* Brief
Each line from the one containing "man's face, the" through the end of the entries below must be output exactly; no other line belongs.
Start of Block
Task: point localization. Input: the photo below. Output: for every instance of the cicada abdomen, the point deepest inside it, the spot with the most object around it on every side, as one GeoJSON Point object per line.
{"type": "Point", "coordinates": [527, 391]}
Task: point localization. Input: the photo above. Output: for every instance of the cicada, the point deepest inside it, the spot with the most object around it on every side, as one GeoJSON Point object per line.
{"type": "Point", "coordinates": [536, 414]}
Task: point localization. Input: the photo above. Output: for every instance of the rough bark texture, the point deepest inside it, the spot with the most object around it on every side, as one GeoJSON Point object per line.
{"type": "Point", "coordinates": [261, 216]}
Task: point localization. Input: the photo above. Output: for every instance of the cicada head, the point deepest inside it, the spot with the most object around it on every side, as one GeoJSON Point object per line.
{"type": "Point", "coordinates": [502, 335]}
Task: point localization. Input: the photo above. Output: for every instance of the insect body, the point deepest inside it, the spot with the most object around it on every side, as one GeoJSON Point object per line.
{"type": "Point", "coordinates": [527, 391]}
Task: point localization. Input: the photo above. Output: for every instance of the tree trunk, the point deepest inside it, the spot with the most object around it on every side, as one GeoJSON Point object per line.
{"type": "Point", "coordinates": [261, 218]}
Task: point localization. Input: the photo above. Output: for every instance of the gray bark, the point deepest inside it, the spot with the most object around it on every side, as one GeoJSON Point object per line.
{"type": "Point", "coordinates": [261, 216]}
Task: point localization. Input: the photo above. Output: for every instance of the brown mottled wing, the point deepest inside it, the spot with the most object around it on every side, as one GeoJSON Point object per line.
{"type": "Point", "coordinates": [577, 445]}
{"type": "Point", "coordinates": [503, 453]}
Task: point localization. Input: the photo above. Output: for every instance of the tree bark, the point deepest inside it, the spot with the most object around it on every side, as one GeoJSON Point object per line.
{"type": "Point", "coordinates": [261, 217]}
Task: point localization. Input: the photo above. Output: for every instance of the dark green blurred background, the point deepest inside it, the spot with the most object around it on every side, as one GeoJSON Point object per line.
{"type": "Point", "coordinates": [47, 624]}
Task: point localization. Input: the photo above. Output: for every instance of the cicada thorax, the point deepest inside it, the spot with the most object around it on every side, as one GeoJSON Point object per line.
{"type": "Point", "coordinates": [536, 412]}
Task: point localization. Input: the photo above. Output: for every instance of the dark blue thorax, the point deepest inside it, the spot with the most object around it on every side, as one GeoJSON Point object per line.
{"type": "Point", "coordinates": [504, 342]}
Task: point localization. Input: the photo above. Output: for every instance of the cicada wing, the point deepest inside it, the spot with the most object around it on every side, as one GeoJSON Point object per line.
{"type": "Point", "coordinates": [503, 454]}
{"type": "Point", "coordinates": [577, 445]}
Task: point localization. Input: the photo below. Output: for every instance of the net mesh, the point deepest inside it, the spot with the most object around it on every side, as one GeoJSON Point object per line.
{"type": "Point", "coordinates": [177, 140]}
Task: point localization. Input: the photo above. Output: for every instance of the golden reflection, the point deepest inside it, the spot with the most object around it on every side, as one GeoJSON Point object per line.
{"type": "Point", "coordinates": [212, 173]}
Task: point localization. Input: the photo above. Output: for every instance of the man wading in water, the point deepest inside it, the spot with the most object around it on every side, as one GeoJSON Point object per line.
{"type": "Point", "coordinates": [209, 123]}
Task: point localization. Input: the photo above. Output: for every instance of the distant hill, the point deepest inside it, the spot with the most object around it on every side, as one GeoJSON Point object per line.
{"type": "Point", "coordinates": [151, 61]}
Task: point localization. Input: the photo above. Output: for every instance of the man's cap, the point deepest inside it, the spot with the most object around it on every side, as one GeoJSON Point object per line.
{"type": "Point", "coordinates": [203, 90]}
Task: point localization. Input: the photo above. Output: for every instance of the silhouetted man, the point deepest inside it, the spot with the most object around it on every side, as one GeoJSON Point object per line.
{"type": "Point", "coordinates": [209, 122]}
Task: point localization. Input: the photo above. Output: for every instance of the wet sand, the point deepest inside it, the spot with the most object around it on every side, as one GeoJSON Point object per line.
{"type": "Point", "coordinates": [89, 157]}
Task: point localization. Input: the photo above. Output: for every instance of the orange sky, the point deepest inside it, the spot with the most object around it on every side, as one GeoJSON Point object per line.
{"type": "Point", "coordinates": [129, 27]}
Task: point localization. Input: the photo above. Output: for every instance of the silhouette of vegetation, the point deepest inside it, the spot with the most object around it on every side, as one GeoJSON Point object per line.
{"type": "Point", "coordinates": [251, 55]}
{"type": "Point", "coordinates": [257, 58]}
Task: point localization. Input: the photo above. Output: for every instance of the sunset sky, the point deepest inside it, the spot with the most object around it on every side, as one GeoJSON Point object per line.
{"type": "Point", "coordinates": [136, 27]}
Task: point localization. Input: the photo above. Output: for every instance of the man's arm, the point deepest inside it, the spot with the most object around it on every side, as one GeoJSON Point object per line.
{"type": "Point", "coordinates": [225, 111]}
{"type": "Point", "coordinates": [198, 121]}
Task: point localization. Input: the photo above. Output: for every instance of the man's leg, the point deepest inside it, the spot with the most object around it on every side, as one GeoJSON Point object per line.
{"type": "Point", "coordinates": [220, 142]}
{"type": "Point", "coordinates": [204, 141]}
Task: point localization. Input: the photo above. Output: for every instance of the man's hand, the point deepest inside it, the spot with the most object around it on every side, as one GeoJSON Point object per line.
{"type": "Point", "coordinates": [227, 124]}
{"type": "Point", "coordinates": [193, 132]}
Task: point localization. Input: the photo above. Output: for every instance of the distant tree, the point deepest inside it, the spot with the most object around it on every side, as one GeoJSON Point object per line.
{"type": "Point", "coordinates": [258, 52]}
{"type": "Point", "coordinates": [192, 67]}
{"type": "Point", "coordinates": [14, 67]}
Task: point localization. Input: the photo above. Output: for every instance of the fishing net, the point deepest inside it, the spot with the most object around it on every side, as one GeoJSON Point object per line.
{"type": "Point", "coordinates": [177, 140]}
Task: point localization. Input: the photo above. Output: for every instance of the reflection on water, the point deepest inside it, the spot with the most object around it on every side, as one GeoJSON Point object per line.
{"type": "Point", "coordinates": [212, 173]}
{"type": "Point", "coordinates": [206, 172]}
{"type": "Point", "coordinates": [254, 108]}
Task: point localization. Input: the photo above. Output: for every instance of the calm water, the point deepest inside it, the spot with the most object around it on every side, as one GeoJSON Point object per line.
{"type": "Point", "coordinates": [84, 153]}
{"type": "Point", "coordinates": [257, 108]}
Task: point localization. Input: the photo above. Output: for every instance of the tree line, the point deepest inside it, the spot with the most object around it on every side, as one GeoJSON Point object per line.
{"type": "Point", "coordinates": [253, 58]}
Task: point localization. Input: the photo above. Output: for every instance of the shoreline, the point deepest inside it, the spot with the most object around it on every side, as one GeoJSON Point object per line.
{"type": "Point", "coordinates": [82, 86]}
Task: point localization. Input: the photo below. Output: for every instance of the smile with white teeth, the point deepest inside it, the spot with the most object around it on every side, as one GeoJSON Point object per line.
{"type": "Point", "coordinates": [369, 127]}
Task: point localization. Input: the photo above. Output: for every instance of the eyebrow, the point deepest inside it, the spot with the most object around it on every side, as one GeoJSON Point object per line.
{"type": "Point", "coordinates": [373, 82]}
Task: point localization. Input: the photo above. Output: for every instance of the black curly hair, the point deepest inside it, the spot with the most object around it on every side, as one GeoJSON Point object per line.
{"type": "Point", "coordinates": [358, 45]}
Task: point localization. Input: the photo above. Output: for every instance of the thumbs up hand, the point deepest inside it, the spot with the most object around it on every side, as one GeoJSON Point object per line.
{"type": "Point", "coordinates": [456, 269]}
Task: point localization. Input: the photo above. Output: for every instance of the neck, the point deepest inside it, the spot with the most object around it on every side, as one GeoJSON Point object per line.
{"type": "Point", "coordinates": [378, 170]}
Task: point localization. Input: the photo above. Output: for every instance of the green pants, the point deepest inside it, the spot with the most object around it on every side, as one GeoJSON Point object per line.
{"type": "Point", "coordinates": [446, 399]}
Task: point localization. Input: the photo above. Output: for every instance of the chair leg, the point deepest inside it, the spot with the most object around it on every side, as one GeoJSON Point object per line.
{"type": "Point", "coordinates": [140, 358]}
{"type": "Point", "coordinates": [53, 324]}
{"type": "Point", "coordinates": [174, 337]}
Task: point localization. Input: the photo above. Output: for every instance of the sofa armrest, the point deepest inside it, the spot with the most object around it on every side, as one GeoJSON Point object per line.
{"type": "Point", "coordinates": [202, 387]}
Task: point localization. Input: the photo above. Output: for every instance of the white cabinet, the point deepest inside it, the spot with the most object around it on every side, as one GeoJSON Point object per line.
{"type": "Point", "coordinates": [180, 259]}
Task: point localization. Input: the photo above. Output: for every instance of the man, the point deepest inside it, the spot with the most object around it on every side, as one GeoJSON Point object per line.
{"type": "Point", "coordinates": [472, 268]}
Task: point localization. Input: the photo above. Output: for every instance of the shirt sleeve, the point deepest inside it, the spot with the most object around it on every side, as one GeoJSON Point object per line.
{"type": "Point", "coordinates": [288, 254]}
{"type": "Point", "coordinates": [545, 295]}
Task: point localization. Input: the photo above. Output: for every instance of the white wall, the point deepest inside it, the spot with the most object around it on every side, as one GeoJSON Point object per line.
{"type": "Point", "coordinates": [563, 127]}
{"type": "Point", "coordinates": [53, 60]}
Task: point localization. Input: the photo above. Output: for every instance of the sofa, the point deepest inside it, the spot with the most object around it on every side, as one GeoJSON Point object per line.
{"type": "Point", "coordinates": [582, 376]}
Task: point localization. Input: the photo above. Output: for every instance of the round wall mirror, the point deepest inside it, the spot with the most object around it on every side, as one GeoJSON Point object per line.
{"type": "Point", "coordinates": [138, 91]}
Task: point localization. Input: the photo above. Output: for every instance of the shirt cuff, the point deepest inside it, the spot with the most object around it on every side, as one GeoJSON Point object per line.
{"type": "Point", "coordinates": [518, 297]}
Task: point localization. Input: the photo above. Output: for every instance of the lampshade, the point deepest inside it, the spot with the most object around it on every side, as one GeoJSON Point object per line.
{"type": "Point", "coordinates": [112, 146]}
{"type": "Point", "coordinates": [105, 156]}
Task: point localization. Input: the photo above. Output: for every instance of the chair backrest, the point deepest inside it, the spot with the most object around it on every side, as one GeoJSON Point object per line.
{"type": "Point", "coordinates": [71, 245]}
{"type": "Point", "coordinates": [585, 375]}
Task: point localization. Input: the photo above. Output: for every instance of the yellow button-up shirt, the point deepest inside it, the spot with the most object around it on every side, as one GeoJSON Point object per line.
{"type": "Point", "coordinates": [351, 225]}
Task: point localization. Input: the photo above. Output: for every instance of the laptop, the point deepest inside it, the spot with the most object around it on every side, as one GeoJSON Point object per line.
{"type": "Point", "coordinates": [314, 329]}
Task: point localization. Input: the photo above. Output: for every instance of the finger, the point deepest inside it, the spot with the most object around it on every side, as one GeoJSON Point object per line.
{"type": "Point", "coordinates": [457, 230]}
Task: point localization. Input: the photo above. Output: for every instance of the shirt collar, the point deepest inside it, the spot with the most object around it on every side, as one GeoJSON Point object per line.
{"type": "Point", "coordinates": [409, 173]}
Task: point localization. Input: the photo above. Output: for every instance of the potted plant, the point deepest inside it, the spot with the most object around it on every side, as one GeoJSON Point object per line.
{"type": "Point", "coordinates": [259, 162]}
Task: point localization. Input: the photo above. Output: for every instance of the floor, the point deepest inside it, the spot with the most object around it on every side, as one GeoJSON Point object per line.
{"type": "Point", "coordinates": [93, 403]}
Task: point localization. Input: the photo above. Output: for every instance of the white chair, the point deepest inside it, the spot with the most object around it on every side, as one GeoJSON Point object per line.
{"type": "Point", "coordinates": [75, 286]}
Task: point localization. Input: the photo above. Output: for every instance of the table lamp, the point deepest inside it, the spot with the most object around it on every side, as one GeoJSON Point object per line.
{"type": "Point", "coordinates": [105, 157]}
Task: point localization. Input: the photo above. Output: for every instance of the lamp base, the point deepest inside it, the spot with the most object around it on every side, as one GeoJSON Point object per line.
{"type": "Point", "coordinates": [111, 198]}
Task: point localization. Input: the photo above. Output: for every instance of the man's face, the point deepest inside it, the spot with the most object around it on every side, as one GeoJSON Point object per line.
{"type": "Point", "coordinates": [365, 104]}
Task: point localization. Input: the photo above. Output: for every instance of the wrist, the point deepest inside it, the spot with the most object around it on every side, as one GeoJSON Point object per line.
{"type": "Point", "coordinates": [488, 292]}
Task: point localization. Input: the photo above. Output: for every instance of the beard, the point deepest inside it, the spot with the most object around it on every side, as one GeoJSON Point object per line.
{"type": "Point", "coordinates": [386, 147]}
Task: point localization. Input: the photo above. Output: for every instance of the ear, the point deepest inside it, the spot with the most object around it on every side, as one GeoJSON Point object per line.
End of Block
* Reply
Task: point localization. Input: the photo above. Output: for every instance of the man's face, the point deepest inside it, the spot with the most object around it on every side, as one GeoJSON Point object per line.
{"type": "Point", "coordinates": [365, 104]}
Task: point localization. Input: the photo above. Output: for every instance of the wrist, the point deepest inside it, the spot with the most object around it on every side, as one GeoJSON Point object per line.
{"type": "Point", "coordinates": [488, 292]}
Task: point localization. Input: the photo above. Output: for every instance of the beard, the point deepest inside it, the spot with the most object around it on every side, as one GeoJSON Point object per line.
{"type": "Point", "coordinates": [386, 147]}
Task: point localization. Input: the photo above. Output: for every instance of the ear, the point deepest inside it, the spot with the most object around it on every side, as one GeoJSON Point object per line.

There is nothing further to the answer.